▶ _Text passage_
——————————
Holly Staker

On the evening of August 17th, 1992, eleven-year-old Holly Staker was babysitting for Dawn Engelbrecht’s two young children at an apartment in Waukegan, a city north of Chicago in Lake County, Illinois. Engelbrecht had left the children in Holly’s care while she ran an errand.

When Engelbrecht returned, she found the back door kicked in and Holly missing. Police were called, and a search quickly located Holly’s partially clothed body on the floor of one of the children’s bedrooms. She had been sexually assaulted, stabbed twenty-seven times, and strangled. The violent nature of the attack and the young age of the victim horrified local residents and drew significant media attention.

The two children Holly had been watching were unharmed, but they were too young to provide detailed accounts of what happened. No immediate eyewitnesses or clear suspects emerged, leaving investigators under pressure to solve the case.
——————————
[Dataset records]

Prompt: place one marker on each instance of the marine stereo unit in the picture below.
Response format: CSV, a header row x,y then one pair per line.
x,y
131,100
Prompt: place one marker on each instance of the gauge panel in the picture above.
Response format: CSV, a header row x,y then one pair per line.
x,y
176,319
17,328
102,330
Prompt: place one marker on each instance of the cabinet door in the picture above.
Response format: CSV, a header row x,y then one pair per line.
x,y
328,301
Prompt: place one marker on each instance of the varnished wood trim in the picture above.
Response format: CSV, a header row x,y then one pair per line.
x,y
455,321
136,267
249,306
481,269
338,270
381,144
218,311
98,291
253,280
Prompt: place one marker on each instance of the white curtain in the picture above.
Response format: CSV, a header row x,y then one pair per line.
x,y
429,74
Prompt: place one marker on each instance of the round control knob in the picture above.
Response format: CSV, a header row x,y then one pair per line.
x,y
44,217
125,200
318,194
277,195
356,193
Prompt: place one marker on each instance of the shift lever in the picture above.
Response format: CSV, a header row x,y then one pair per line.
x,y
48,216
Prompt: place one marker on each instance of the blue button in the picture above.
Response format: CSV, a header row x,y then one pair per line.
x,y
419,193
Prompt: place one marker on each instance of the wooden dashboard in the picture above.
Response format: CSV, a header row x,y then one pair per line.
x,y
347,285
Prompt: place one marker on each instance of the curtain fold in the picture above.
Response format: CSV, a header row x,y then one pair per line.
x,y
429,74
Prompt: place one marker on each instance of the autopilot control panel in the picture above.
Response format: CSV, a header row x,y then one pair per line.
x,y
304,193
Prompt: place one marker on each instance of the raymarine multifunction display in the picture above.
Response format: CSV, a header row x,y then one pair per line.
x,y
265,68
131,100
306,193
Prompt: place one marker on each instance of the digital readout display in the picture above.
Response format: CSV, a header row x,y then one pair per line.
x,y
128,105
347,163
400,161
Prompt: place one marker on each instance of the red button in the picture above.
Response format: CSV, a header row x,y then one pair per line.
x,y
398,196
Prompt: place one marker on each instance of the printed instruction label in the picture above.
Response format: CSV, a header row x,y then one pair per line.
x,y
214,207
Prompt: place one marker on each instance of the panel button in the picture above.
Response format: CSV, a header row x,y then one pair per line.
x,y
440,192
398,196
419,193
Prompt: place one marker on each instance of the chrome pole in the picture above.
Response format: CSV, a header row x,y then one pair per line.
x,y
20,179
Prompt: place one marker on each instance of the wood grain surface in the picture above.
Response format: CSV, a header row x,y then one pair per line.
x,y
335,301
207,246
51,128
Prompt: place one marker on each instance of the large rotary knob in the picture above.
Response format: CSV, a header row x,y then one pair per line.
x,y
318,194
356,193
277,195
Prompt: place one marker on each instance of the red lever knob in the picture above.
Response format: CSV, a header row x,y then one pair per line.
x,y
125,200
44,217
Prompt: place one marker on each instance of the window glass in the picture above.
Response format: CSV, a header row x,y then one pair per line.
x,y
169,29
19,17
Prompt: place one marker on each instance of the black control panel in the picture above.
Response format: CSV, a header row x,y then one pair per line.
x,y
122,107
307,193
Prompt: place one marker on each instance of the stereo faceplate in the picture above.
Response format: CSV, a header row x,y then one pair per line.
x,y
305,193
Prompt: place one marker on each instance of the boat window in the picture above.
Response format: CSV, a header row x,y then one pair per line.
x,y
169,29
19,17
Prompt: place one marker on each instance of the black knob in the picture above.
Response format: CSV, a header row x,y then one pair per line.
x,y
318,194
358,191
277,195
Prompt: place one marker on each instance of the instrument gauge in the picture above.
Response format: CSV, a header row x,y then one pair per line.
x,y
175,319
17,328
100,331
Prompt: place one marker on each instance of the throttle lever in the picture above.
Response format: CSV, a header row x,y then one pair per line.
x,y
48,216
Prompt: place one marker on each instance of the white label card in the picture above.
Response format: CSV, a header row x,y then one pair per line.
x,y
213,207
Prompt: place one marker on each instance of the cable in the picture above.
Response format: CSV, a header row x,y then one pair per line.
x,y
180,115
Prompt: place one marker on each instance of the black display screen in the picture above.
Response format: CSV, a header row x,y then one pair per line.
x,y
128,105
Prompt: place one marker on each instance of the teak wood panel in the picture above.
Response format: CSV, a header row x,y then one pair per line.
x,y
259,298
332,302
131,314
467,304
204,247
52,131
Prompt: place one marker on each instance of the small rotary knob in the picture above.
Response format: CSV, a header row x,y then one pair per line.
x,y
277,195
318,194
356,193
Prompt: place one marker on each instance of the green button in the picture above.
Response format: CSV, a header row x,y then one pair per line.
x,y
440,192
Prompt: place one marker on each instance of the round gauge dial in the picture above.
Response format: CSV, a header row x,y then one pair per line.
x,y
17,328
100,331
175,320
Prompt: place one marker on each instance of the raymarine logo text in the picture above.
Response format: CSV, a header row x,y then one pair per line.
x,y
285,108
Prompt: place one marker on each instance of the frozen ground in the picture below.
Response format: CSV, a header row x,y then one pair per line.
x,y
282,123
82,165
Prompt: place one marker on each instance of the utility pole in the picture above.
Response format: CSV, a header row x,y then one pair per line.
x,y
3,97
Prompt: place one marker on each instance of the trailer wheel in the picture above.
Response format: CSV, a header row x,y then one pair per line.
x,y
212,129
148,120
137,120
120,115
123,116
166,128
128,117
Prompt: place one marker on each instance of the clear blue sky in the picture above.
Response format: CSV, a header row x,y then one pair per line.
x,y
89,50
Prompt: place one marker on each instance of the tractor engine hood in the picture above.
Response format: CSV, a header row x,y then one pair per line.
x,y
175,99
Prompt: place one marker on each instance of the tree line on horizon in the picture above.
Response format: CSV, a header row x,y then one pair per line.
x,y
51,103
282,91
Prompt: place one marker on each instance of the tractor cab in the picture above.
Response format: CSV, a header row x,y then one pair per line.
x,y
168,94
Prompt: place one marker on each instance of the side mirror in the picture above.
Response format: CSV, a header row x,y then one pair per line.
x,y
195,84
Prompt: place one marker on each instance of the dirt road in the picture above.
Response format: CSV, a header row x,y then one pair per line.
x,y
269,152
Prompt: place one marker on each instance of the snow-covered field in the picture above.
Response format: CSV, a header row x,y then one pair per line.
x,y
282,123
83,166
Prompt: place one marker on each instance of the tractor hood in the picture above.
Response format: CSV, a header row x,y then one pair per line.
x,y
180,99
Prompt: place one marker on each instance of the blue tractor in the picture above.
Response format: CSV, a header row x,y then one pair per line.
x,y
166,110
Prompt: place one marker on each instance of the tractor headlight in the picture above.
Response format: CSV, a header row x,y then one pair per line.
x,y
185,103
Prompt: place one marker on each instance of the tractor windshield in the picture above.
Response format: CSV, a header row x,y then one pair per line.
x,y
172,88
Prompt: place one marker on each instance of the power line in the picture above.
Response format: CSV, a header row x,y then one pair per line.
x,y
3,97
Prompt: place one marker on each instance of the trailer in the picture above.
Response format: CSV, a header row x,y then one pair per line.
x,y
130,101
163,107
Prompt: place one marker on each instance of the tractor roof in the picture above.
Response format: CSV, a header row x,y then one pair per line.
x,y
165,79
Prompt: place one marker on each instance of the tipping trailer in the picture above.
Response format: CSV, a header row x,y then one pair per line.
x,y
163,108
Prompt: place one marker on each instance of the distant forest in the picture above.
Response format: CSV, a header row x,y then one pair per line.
——————————
▶ _Assignment 1_
Answer these questions from the text passage about Holly Staker's murder.
(a) In which city was the apartment where Holly was babysitting?
(b) How many times was Holly stabbed?
(c) Why were the two children unable to give detailed accounts of what happened?
▶ _Assignment 2_
Carry the account of Holly Staker's murder forward, starting after its final sentence.

▶ _Task result 1_
(a) Waukegan, Illinois.
(b) Twenty-seven times.
(c) They were too young.

▶ _Task result 2_
The investigation initially stalled, but about ten weeks later, police focused on Juan A. Rivera Jr., a nineteen-year-old local man with a prior burglary conviction who was on electronic home monitoring at the time. An informant’s tip led to intense questioning over several days.

Rivera, who had attended special education classes and had a history of mental health issues, at first denied any involvement. After nearly four days of interrogation (including extended sessions), he reportedly broke down, nodded in affirmation when asked if he committed the crime, and later signed confessions. The confessions contained inconsistencies; one was so implausible that prosecutors had investigators obtain a second, revised version.

No physical evidence—fingerprints, blood, hair, or other traces—linked Rivera to the scene. Electronic monitoring records placed him more than two miles away during the likely time of the crime. Nonetheless, Rivera was indicted in November 1992.

He was convicted in 1993 and sentenced to life without parole, though that conviction was overturned on appeal. He was retried and reconvicted in 1997, but that too was vacated after post-conviction developments.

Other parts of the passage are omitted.